PROVIDED RECORDS =>
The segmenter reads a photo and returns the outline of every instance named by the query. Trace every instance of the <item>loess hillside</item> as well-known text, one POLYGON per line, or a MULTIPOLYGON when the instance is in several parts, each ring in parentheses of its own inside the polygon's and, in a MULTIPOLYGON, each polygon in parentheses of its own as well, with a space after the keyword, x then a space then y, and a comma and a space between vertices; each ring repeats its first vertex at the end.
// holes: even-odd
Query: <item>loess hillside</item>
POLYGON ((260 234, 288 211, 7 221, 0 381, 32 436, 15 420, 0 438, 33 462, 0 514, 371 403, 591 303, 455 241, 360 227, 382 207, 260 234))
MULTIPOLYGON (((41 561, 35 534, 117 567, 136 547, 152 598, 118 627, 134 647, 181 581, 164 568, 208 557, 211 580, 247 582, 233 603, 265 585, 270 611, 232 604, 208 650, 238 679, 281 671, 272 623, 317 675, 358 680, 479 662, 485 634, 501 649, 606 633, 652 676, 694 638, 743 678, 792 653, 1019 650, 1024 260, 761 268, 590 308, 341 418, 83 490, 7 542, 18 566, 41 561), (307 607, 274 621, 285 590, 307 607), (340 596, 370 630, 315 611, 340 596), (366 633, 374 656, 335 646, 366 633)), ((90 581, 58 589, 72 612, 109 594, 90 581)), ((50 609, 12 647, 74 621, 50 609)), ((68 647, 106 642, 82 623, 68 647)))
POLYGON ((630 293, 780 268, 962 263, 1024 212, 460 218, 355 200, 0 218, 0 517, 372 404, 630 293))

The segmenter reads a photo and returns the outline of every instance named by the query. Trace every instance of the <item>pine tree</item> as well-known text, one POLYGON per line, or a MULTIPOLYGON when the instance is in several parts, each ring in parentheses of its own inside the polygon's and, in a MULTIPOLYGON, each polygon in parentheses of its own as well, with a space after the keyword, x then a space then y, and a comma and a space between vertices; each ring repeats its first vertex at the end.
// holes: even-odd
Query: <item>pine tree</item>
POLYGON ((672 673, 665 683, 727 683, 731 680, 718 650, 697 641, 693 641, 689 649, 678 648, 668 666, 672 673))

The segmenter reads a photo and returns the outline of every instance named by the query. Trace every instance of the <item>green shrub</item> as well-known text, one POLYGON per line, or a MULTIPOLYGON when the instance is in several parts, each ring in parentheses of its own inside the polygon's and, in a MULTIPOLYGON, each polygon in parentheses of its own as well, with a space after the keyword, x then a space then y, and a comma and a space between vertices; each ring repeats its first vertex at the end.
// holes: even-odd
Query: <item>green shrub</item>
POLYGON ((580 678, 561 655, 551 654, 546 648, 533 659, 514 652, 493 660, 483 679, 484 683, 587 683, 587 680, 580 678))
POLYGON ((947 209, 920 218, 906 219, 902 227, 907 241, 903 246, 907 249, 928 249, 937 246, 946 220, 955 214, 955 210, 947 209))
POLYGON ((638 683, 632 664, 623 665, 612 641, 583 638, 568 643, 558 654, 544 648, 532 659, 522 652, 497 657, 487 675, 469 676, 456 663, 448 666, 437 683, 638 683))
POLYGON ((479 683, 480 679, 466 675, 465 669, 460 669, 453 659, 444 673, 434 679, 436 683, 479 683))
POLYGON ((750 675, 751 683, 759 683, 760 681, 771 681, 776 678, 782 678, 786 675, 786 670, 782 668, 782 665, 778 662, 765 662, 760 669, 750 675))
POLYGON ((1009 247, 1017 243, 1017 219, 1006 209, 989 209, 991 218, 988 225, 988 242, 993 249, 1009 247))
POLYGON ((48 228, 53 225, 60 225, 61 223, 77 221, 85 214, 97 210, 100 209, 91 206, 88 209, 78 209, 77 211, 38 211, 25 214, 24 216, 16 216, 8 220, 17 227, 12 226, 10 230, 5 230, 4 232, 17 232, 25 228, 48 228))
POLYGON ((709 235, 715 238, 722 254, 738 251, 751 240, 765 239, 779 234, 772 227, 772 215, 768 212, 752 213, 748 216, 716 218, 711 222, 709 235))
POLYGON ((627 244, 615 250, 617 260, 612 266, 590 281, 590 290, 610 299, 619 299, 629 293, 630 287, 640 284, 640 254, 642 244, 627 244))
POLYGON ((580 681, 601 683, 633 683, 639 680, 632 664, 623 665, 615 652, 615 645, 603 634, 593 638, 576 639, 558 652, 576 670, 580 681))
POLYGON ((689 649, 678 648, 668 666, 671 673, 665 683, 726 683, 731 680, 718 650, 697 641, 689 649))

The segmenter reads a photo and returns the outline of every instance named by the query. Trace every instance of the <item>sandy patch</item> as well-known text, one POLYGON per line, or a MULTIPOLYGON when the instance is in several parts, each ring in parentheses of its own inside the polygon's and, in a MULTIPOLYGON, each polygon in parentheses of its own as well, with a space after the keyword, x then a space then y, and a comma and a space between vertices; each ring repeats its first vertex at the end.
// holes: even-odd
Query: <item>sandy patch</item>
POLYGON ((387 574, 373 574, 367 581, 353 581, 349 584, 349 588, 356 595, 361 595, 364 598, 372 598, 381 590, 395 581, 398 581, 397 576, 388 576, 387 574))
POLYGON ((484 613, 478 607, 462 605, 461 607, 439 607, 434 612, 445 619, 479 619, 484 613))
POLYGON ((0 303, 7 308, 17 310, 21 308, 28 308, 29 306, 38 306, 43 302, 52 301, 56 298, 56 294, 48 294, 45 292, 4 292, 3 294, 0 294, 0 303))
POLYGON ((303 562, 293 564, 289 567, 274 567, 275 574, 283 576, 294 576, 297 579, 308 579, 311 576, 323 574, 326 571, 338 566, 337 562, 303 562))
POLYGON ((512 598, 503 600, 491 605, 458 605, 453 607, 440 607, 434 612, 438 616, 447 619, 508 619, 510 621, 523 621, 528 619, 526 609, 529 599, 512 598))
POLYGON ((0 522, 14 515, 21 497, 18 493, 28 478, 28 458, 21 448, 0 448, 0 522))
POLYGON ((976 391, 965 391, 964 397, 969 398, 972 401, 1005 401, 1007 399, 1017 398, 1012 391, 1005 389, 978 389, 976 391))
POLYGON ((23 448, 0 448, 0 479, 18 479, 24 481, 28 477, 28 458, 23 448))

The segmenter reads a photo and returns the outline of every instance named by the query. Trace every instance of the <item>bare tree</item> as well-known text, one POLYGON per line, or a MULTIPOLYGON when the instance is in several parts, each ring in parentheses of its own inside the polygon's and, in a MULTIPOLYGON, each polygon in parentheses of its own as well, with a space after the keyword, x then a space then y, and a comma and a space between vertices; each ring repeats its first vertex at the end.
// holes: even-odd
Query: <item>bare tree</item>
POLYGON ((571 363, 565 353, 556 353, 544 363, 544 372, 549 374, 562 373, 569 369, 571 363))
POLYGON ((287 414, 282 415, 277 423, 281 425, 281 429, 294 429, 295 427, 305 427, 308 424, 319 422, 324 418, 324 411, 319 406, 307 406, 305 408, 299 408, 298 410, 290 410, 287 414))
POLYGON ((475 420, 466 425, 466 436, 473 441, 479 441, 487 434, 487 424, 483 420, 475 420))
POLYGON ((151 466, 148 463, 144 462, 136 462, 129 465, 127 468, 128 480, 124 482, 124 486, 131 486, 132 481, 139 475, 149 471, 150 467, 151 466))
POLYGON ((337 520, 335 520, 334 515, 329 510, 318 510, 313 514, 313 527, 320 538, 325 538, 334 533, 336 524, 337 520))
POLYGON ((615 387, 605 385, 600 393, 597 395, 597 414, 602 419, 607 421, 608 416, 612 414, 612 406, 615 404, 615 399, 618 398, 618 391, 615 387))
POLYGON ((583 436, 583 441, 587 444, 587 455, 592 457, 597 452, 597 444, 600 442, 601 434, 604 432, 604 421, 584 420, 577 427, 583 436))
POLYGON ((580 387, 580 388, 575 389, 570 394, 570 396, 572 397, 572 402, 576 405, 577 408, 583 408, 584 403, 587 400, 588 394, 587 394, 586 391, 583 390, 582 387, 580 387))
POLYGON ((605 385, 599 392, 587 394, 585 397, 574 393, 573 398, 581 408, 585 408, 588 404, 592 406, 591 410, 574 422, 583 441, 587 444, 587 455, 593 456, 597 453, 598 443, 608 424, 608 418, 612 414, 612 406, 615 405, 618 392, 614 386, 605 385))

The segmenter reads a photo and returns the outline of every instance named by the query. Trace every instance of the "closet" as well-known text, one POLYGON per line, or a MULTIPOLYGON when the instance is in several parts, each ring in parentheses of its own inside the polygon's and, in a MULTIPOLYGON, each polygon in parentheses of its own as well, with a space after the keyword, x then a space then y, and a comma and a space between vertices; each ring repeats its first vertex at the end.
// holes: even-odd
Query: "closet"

TASK BRIEF => Look over the listing above and copy each line that contains "closet".

FINISHED EXERCISE =>
The segmenter reads a photo and returns the outline of every instance named by the query. Trace every instance of the "closet" as well-known text, one POLYGON per line, or a MULTIPOLYGON when the instance is in several parts, each ring in parentheses of its own inside the polygon's and, in a MULTIPOLYGON, each polygon in parentheses of its own as well, with a space after the keyword, x then a space then y, and a comma and a space between vertices; each ring repeats its first vertex at the end.
Query: "closet"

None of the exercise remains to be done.